** Task item **
The whole listing must be returned exactly, with no line missing.

* * * * *

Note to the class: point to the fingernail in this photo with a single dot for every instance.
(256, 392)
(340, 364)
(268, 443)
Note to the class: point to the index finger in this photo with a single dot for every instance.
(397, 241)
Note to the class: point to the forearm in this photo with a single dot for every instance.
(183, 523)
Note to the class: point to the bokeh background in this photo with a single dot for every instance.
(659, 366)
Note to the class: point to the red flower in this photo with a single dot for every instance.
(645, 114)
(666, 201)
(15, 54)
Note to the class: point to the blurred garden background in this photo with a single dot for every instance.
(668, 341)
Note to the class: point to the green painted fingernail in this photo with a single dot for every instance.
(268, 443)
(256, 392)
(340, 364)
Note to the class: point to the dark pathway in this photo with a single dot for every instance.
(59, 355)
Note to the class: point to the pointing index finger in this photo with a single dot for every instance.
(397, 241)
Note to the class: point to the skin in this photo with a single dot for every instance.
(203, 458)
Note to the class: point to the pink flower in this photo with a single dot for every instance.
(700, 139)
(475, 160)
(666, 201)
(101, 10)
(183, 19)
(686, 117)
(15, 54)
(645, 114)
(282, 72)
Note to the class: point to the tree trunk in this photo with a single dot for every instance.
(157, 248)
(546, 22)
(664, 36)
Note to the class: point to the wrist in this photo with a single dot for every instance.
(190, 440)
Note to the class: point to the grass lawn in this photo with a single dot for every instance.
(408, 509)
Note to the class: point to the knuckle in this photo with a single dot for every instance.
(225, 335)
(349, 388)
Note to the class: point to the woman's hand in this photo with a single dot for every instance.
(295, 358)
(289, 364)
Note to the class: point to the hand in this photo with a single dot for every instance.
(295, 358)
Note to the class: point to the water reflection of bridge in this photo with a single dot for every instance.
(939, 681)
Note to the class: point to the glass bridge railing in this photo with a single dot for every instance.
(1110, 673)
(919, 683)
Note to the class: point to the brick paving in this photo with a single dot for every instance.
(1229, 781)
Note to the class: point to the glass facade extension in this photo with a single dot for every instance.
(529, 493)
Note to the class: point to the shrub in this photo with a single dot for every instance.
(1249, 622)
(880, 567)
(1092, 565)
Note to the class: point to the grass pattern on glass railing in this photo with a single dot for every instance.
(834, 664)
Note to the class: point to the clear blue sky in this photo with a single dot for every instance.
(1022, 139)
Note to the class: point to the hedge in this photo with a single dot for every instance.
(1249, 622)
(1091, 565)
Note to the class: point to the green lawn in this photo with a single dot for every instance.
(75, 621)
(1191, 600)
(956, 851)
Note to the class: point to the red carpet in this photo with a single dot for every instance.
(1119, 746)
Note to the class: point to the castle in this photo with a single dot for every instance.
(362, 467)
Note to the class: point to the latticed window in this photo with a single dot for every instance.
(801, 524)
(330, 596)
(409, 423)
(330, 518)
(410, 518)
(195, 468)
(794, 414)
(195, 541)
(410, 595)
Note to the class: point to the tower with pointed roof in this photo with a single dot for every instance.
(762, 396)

* * * * *

** Exercise output **
Note to the class: point to the fingernail in this photo with a single dot for every instance.
(256, 392)
(340, 364)
(268, 443)
Note to the class: point to the index finger in this photo with a single dot for every instance.
(397, 241)
Note to the class: point to the forearm in this photo with a single dot for every instance.
(183, 523)
Note to the class: point to the bokeh background in this photo with a single dot for every instance.
(659, 366)
Note to the class: point to the red flower in this photo with a single dot for every instance.
(645, 114)
(666, 201)
(15, 54)
Note to the class: point to the blurred garden background in this photo with a single dot for every instance.
(668, 341)
Note to the class: point to the green painted fingernail in this photo with a single dot for every instance.
(268, 443)
(256, 392)
(340, 364)
Note to the class: point to the dark pathway in this photo with a single dot for every instance.
(59, 355)
Note to the class: point to the pointing index finger in this photo with a single dot for every instance.
(397, 241)
Note to the class: point to the skin in this photo with a single dot for every instance.
(203, 458)
Note to the class: point to the pink flower in this photo with a single dot for every instance.
(700, 139)
(475, 160)
(666, 201)
(101, 10)
(183, 19)
(686, 117)
(15, 54)
(645, 114)
(282, 72)
Note to the class: point to the tree trunk in this photo with a single dot for every instance.
(157, 248)
(546, 22)
(664, 36)
Note to the class: point to the wrist in this photo with a single dot for every instance.
(190, 440)
Note to the class: point to the grass lawn in this photo with a single dot for every instance.
(408, 509)
Note to the class: point to the knuckle in this photo with a single dot for every instance.
(225, 335)
(349, 388)
Note to the class: point to the woman's hand in this photo with a single dot for every instance.
(295, 358)
(289, 364)
Note to the class: point to the hand in this photo with a single dot for every instance.
(295, 358)
Note to the class: point to the water reflection of bridge in this photo with a single dot for every instance.
(939, 681)
Note to the class: point to the glass bridge railing in this photo with a single dot for every instance.
(1110, 673)
(919, 683)
Note to the class: point to the brick paving in this photo with a single dot for every instance.
(1229, 781)
Note to the class: point to the glass facade extension in this photo with a single dot for every instance.
(529, 493)
Note to the class: point to the shrub in this photo with a single dot for every instance.
(1249, 622)
(880, 567)
(1092, 565)
Note to the class: point to the grass pattern on glass railing in this photo with a single dot for every instance.
(834, 664)
Note to the class: point to the clear blue sky in this photo with a single dot for every instance.
(1022, 139)
Note to the class: point to the hedge in this photo with a single dot for every instance.
(1249, 622)
(1091, 565)
Note to the class: point to the green lawn in this photo with a single dot for every instance.
(75, 621)
(1191, 600)
(956, 851)
Note to the class: point to the red carpet in this photo with a single dot for every instance.
(1119, 746)
Note to the class: point to the castle in this photo with a single dot for every instance.
(362, 467)
Note to the class: point to the latticed window in this photo with a single dot for every instance.
(801, 524)
(330, 596)
(409, 423)
(330, 518)
(410, 518)
(195, 468)
(794, 414)
(195, 541)
(410, 595)
Note to the class: point to the tower with pointed roof in this photo with a single dot for every instance.
(762, 396)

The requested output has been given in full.